> _Parts of the exercise_:
1. In the Phil Jackson news article, what job with the Knicks is Jackson said to be strongly considering?
2. Pick up the article on Phil Jackson's possible NBA return right after its final sentence and keep writing.

> _Passage for review_:
________________

Phil Jackson Is Reportedly Ready for an NBA Return

Zach BuckleyNational NBA Featured ColumnistMarch 8, 2014

Getty Images

Retirement might be a little too easy for Hall of Fame coach Phil Jackson.

While his name has aimlessly bounced across all angles of the rumor mill since he last coached in 2011, it sounds like the "Zen Master" is closer to finding his next NBA home.

UPDATED on Saturday, March 8 at 5:55 p.m. ET

Jackson's restlessness might soon become a thing of the past.

According to ESPN's Stephen A. Smith, via SportsCenter's official Twitter feed, Jackson is strongly considering becoming the Knicks' next president of basketball operations:

He would inherit quite a mess if he did accept the position, but his legend would grow even greater if he could pull this miracle off.

The fact that he'd be doing it in the same city where he started his NBA journey could put a nice full-circle touch on his already storied career.

________________

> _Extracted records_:
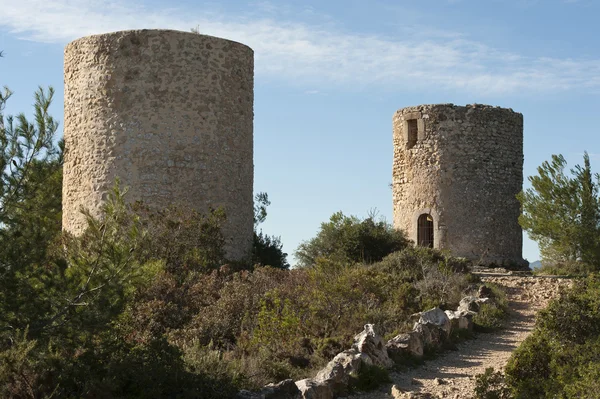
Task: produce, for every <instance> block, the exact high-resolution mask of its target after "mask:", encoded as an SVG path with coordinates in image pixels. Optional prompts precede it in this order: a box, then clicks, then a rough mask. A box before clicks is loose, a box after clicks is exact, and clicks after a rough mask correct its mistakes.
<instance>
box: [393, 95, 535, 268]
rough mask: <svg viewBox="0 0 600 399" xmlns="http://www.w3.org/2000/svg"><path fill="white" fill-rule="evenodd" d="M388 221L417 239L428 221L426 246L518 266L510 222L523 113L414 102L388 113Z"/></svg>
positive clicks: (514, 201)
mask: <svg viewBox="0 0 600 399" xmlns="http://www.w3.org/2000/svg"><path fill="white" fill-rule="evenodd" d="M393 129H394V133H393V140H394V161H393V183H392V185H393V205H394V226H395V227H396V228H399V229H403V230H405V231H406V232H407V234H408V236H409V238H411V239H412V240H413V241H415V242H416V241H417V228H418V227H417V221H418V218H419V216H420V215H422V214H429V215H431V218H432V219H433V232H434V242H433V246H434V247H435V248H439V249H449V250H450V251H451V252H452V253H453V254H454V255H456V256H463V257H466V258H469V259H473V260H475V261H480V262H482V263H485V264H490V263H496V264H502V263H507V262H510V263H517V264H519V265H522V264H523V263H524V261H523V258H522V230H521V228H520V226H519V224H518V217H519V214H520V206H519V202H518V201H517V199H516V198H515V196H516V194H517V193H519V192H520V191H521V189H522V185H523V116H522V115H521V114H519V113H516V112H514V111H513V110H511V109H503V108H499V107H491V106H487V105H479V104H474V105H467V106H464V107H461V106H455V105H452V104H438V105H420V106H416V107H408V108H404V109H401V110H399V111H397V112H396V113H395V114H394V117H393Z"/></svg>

________________

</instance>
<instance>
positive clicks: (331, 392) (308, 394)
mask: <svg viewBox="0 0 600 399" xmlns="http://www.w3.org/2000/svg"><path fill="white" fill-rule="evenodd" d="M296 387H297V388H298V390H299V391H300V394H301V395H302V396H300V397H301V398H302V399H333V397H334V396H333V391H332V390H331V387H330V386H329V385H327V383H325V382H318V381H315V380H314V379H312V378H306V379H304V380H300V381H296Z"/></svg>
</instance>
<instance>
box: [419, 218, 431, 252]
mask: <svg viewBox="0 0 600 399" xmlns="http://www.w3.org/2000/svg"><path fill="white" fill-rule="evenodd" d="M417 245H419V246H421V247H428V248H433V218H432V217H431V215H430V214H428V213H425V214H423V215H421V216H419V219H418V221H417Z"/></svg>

________________

> _Responses to the tasks_:
1. President of basketball operations.

2.
--End of update--


The 11-time champion is "ready to go back to work," a source told ESPN's Ramona Shelburne. A front-office role seems to be his ideal position, but Shelburne wrote that a temporary coaching position is a possibility:

While Jackson has made it clear to any team that has approached him that he prefers a front-office role that would allow him to shape and mold a franchise the way Miami Heat president Pat Riley has, he is open to the possibility of coaching for a short period of time if it was necessary in a transition period for a franchise with championship aspirations, the source said.

There isn't a more majestic name in the coaching world than Jackson's. His 20 seasons at the helm—nine with the Chicago Bulls, 11 with the Los Angeles Lakers—resulted in 11 NBA championships and an overall record of 1155-485 (.704 winning percentage).

A coaching search doesn't start without kicking the tires on Jackson, but the 68-year-old has rebuffed all recent inquiries. Health issues have been the most common reason for his denials.

Most recently, Jackson has been linked with the New York Knicks, the franchise where he spent 10 seasons of his 12-year playing career.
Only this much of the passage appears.